Pick out and copy every line below that contains the word "wooden". Case counts.

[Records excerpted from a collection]

——

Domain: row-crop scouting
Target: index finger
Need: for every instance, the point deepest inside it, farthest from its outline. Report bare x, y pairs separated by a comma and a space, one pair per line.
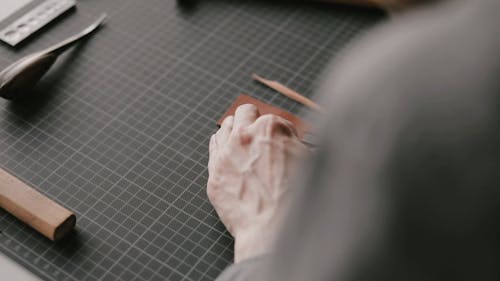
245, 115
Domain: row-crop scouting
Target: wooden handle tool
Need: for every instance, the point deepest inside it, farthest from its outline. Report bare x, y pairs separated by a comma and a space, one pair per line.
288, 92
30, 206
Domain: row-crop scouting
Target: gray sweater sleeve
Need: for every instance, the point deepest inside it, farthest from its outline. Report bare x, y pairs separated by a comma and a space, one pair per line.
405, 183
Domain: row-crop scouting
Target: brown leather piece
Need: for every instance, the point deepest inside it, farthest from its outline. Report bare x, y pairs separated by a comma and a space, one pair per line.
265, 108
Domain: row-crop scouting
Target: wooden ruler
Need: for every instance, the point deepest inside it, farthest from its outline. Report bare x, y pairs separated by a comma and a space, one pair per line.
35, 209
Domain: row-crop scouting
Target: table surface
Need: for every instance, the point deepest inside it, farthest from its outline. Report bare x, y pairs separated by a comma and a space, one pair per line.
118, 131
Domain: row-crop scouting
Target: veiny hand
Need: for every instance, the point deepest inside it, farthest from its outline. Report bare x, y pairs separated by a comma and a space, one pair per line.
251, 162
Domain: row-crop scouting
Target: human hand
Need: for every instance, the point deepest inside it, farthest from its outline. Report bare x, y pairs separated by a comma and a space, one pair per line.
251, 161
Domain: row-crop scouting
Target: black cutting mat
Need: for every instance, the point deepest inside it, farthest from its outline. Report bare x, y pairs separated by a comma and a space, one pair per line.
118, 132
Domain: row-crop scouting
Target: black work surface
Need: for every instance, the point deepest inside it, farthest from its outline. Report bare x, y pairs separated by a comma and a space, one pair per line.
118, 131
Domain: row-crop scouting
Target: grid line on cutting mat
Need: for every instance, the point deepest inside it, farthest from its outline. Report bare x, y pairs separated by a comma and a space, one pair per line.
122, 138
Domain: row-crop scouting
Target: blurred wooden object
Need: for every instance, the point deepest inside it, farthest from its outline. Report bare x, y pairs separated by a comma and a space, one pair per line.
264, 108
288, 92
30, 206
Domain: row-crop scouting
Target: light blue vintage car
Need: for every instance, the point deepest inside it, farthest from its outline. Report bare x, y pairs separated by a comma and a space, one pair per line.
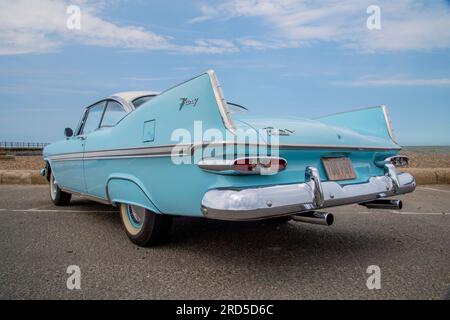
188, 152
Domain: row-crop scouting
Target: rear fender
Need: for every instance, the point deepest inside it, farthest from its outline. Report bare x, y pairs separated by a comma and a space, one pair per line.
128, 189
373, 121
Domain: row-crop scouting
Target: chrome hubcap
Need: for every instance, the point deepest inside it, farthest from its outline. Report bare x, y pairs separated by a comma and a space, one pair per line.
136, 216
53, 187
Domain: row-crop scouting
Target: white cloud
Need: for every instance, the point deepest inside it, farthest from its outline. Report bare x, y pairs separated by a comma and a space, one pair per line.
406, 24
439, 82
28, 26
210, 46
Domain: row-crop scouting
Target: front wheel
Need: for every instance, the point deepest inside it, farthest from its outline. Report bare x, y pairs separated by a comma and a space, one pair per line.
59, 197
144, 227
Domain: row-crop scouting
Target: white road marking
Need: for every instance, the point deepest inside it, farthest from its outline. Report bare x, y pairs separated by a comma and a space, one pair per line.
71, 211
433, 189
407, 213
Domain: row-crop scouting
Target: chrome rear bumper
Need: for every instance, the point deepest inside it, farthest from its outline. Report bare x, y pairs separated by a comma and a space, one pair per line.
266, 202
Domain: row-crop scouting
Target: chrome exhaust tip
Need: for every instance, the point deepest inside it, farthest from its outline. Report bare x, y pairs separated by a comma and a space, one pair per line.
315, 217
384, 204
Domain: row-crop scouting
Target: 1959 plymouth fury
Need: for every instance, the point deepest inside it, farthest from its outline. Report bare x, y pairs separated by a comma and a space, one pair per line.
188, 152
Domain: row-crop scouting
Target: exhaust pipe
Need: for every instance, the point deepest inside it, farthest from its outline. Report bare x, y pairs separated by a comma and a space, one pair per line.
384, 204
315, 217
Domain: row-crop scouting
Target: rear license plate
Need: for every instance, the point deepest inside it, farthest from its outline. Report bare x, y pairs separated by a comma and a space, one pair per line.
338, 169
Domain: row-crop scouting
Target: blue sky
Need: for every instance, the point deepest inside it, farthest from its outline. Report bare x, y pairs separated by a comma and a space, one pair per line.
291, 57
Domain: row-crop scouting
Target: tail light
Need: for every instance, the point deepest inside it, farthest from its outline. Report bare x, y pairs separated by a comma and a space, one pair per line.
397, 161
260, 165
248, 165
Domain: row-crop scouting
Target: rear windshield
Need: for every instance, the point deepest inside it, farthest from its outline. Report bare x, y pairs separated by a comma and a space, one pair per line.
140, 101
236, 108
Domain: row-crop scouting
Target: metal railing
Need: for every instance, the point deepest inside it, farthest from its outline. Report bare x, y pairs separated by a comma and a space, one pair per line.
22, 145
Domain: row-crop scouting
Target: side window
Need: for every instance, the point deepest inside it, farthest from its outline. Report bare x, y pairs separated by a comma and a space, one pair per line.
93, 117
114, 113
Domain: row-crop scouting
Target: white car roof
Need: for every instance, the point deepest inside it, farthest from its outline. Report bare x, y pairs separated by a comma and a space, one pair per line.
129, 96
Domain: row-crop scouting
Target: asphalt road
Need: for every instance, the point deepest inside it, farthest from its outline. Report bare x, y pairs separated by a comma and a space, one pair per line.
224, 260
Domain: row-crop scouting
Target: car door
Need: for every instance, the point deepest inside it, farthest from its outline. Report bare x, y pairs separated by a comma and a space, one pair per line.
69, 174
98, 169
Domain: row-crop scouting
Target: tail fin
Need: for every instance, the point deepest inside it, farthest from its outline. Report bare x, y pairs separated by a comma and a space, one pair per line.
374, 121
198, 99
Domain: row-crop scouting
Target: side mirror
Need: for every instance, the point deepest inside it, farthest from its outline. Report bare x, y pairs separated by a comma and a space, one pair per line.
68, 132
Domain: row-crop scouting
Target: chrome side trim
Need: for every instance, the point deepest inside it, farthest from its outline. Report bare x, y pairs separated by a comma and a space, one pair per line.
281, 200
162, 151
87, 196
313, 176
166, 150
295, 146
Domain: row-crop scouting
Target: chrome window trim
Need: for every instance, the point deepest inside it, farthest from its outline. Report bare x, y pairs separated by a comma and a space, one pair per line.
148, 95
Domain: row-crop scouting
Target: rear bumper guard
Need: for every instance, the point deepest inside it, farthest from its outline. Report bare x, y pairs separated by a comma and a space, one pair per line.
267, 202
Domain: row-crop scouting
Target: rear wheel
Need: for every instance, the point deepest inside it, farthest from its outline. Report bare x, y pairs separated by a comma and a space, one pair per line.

——

- **Solution to this problem**:
Target: wooden handle tool
Target: wooden ruler
Target: blurred wooden object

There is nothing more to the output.